*EXERCISE REQUIREMENTS*: When the line containing "Where can you spot the overcast" is found in the data below, copy it and each line after it through the line containing "Target: grass patch", exactly and with no others.

*PROVIDED RECORDS*:
☆ ☆ ☆ ☆

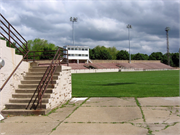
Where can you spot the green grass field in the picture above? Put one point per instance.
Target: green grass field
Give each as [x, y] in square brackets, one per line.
[127, 84]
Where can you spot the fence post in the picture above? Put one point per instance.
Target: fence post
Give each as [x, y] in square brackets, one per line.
[9, 34]
[33, 57]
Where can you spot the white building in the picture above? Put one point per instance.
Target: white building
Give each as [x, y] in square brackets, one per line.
[77, 54]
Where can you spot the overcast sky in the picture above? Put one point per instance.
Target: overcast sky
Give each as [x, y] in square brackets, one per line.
[99, 22]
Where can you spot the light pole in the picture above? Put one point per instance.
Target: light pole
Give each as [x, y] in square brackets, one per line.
[73, 19]
[129, 27]
[167, 29]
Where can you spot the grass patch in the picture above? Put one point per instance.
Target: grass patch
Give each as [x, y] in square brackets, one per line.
[129, 84]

☆ ☆ ☆ ☆

*EXERCISE RESPONSE*:
Where can you spot the overcast sky in the picture above? Put one point per instance.
Target: overcast sky
Give each as [x, y] in square brackets, one per line.
[99, 22]
Where can you spot the light pole in the picture above? Put one point per instance.
Target: light pole
Give each as [x, y] in square brackets, one per line.
[73, 19]
[129, 27]
[167, 29]
Where can you spot the grass patch in the picture above? Put one point per instance.
Target: grass patch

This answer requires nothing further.